#### Task objective:
Put the entries below into a numbered list, one line per item, omitting any blank lines.

#### Input records:
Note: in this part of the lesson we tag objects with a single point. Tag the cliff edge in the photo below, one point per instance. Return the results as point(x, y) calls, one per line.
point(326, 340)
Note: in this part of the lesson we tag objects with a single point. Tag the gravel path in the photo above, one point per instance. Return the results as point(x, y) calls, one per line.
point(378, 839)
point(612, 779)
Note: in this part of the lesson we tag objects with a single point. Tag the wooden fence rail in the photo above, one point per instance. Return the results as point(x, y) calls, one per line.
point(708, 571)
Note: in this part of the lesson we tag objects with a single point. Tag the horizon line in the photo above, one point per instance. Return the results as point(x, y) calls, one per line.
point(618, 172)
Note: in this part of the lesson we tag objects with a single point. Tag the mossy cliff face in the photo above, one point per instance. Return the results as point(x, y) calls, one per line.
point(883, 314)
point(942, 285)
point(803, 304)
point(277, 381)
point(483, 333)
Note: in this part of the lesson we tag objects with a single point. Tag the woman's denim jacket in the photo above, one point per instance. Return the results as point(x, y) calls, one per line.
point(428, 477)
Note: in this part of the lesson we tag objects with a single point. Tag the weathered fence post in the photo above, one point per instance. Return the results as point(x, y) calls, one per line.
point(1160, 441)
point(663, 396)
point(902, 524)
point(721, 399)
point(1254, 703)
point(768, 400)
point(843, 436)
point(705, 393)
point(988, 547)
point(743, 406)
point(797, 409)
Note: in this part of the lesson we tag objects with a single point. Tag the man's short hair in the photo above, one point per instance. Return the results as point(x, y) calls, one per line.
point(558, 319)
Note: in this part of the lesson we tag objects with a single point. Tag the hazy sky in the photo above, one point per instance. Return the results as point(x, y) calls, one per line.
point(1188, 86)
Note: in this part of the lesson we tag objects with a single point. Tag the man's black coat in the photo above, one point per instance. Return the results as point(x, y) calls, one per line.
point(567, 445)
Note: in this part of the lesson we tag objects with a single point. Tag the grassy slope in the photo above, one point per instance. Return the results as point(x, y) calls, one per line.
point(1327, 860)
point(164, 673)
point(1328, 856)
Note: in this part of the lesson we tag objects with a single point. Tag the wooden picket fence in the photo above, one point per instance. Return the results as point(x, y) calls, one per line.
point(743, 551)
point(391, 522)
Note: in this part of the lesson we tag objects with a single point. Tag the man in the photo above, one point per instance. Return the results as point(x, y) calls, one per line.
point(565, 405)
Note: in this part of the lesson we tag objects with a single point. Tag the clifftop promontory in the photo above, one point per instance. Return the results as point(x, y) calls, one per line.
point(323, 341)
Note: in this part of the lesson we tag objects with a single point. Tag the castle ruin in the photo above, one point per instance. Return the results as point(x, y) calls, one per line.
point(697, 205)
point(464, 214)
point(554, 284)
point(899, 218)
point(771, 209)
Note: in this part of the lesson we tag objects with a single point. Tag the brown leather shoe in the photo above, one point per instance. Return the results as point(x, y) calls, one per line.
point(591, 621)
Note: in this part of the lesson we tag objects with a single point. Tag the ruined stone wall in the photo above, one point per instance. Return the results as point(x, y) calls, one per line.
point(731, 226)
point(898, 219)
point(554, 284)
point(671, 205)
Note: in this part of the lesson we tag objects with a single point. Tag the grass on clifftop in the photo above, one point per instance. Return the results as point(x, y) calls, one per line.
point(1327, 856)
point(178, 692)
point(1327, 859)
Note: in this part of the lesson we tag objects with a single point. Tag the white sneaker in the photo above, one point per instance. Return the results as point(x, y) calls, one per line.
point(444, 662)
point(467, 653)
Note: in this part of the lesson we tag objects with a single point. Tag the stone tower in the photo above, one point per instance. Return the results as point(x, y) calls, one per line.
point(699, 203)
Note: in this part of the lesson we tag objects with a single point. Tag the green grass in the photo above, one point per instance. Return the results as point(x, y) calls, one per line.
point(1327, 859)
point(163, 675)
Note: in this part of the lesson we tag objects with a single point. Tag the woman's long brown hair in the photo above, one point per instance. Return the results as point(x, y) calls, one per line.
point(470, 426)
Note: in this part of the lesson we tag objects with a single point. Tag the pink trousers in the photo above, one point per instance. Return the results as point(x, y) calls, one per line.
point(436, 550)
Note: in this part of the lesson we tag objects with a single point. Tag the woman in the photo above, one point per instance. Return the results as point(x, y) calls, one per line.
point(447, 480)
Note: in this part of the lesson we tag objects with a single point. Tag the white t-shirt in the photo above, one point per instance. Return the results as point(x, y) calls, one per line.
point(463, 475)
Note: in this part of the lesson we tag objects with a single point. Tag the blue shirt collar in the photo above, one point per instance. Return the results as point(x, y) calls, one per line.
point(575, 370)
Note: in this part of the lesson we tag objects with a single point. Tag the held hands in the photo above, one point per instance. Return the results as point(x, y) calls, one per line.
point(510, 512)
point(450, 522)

#### Finished exercise:
1. Note: in this part of the lesson we tag objects with a single point. Tag the cliff edge in the photo below, one point per instance. Return the results as point(x, y) calls, one per line.
2. point(326, 340)
3. Note: in this part of the lesson we tag objects with a single point. Tag the gravel path in the photo above, one point per instance. Return the results as point(x, y) calls, one per line.
4. point(378, 839)
5. point(612, 779)
6. Note: in this part of the lesson we tag objects with a single point. Tag the wooden fence rail in the photo above, one point per instance. Return the results as point(x, y) calls, one per line.
7. point(708, 571)
8. Note: in this part of the lesson we tag objects with a single point. Tag the horizon line in the photo above, one point per instance. Return the results as point(x, y) calls, one per line.
9. point(618, 172)
10. Note: in this part of the lesson we tag objects with a single point. Tag the mossy cliff face in the photo above, one point per instance. Return the results as point(x, y) calls, one per line.
11. point(883, 314)
12. point(942, 285)
13. point(803, 304)
14. point(277, 381)
15. point(483, 333)
16. Note: in this part of the lesson we tag objects with a single point. Tag the woman's denim jacket in the photo above, one point per instance. Return the results as point(x, y) calls, one per line.
17. point(428, 477)
18. Note: in this part of the lesson we tag objects with a single point. Tag the weathered fence post in the photo above, one point per instance. Return the results as point(x, y) calls, one per line.
19. point(1160, 441)
20. point(663, 396)
21. point(902, 524)
22. point(721, 399)
23. point(1254, 703)
24. point(768, 400)
25. point(843, 436)
26. point(705, 393)
27. point(988, 547)
28. point(743, 406)
29. point(797, 409)
30. Note: in this part of the lesson we tag objects with a single point. Tag the man's short hair in the photo above, one point per instance. Return the results as point(x, y) calls, one per line.
31. point(558, 319)
32. Note: in this part of the lesson we tag objects with a single point. Tag the hazy sky in the photo above, one point per instance. Return the results as point(x, y) calls, one per line.
33. point(1188, 86)
34. Note: in this part of the lesson we tag objects with a single point. Tag the man's black coat in the photo above, one point per instance. Return the results as point(x, y) calls, one per line.
35. point(567, 445)
36. Note: in this part of the lesson we tag objects with a single point. Tag the grassy slope in the photo above, one point per instance. Return the results as point(x, y) calls, one per line.
37. point(1327, 860)
38. point(164, 673)
39. point(1328, 856)
40. Note: in this part of the lesson we tag objects with a single point. Tag the wooden picket fence in the photo above, one point per instance. Return the results as point(x, y) calls, one per line.
41. point(743, 551)
42. point(391, 522)
43. Note: in this part of the lesson we tag objects with a single point. Tag the man in the photo above, one point per instance. Return the results as point(x, y) calls, one per line.
44. point(565, 405)
45. Note: in this part of the lesson we tag objects with a single point. Tag the clifftop promontory in the photo above, one point per instance. Return the results as point(x, y) calls, one per line.
46. point(323, 341)
47. Note: in this part of the lesson we tag objects with a single point. Tag the castle ruin in the photo above, one point per instance. Return the results as point(x, y) calls, one per line.
48. point(697, 205)
49. point(464, 214)
50. point(554, 284)
51. point(899, 218)
52. point(771, 209)
53. Note: in this part of the lesson we tag objects with a single point. Tag the brown leather shoe in the photo above, one point per instance. Return the results as point(x, y) calls, one per line.
54. point(591, 621)
55. Note: in this part of the lesson we tag objects with a single point. Tag the ruined stone wall in the photo above, one point per instance. Return the results as point(x, y) calls, one per line.
56. point(731, 226)
57. point(898, 219)
58. point(554, 284)
59. point(671, 205)
60. Note: in this part of the lesson we tag objects with a single point. Tag the grass on clifftop in the photo above, one point per instance. Return the results as point(x, y) calls, one per line.
61. point(1327, 856)
62. point(178, 692)
63. point(1327, 859)
64. Note: in this part of the lesson we tag objects with a single point. Tag the white sneaker in the photo above, one point per instance. Return the results as point(x, y) calls, one per line.
65. point(444, 662)
66. point(467, 653)
67. Note: in this part of the lesson we tag objects with a single point. Tag the stone tower in the photo above, one point per instance. Return the results as point(x, y) calls, one per line.
68. point(699, 203)
69. Note: in this part of the lesson we tag objects with a single point. Tag the green grass in the photo above, one point per instance. Return the results as point(x, y) calls, one per line.
70. point(1327, 859)
71. point(163, 675)
72. Note: in this part of the lesson we tag objects with a single point. Tag the woman's long brown hair in the photo above, one point per instance. Return the results as point(x, y) calls, one per line.
73. point(470, 426)
74. Note: in this part of the lesson we tag objects with a single point. Tag the pink trousers in the photo above, one point per instance. Return the results as point(x, y) calls, one per line.
75. point(436, 550)
76. Note: in this part of the lesson we tag objects with a single point. Tag the woman in the photo above, one point per instance. Return the results as point(x, y) calls, one per line.
77. point(447, 480)
78. Note: in this part of the lesson we tag objects with a single point. Tag the white t-shirt in the photo above, one point per instance. Return the results as point(x, y) calls, one per line.
79. point(463, 475)
80. Note: in this part of the lesson we tag objects with a single point. Tag the blue shirt collar in the photo above, one point per instance. Return the results as point(x, y) calls, one per line.
81. point(575, 370)
82. Note: in this part of the lesson we tag objects with a single point. Tag the held hands in the photo above, one point per instance. Return the results as point(x, y) calls, one per line.
83. point(510, 512)
84. point(450, 522)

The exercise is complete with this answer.